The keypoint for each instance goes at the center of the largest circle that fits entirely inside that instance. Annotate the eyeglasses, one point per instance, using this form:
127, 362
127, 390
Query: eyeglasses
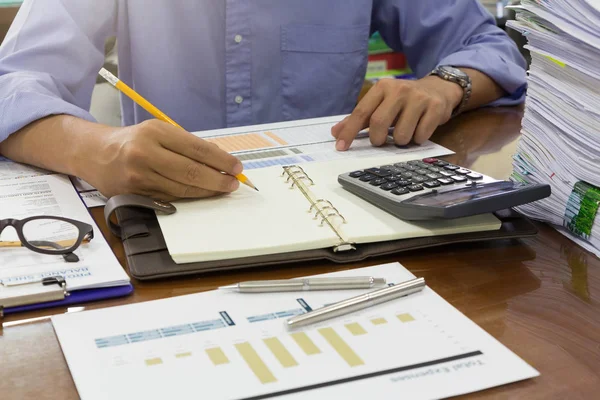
49, 235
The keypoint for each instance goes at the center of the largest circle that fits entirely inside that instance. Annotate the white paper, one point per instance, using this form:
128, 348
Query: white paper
53, 195
417, 347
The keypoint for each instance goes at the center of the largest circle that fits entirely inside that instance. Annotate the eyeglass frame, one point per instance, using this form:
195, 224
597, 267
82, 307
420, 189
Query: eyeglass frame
86, 232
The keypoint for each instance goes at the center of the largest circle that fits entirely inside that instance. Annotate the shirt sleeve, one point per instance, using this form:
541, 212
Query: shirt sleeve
460, 33
50, 59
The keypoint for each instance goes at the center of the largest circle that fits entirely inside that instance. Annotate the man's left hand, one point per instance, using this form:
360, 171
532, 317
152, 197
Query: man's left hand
413, 108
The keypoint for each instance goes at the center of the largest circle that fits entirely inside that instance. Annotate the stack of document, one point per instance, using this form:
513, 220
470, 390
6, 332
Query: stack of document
560, 137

• [TASK DESCRIPTION] Please rewrite the items from the line with "Annotate the white" up to and including the last line of the items, replacing "keypoint" with "marker" and changing nothing else.

• [SOLUTION FOR THIS EXERCISE]
The marker for each instance goes at the center of the largest circle that fits entirely inside that instance. Annotate the white paper, one point per instance, using this form:
128, 348
Query: white paper
53, 195
417, 347
The marker for each instance goes at the center of the largest circle that fits entirely inside that instance. Annotate the eyeglass frame, one point per instance, using this form:
195, 224
597, 267
82, 307
420, 189
Query: eyeglass frame
86, 232
The marker for each instance goes at the center of the largest circle that fits entirely inside that instance. Annotate the shirt sleeve, one point per instance, using this form:
541, 212
Query: shirt sleeve
460, 33
50, 59
The marker for each instance goes at the center of the largest circle that fits entirely inside that instance. Annotate the man's left hand, one point per instance, using this form:
360, 171
532, 317
152, 197
Query: man's left hand
413, 108
The marker for each instance goes at the center of the largest circle that fits entirely inside that instance. Annotate the stack of document, one point per instance, using this form:
513, 220
470, 390
6, 332
Query: stack of document
560, 137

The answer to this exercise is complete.